### PROBLEM TO SOLVE
Please rewrite the rows below with "water reflection" replaced by "reflection in the water" throughout, keeping everything else the same. Omit the pictures from your version.

(Photo-based point labeling data)
□ □ □ □
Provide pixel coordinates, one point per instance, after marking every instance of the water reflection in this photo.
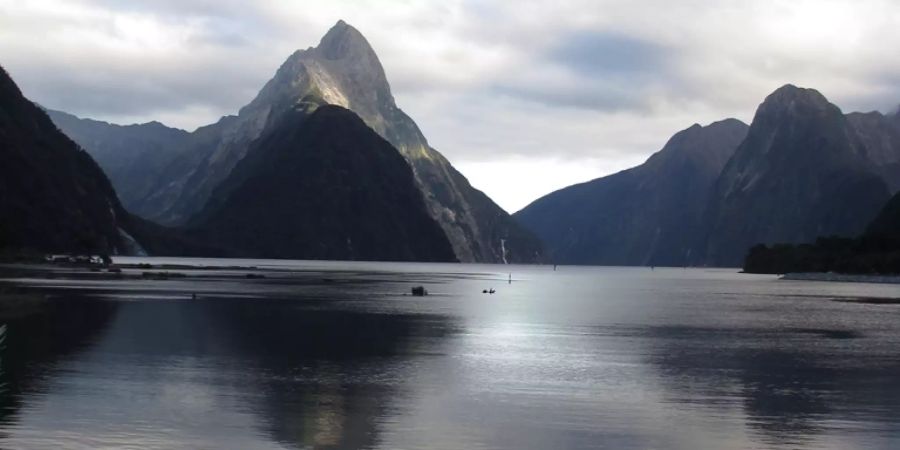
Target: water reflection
(791, 383)
(166, 372)
(36, 342)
□ □ □ □
### ANSWER FOR THIS EXERCISE
Provide pixel coordinates, one point per instance, after marking every instance of the reflection in the water in this photo.
Target: reflection in the water
(791, 383)
(166, 372)
(36, 342)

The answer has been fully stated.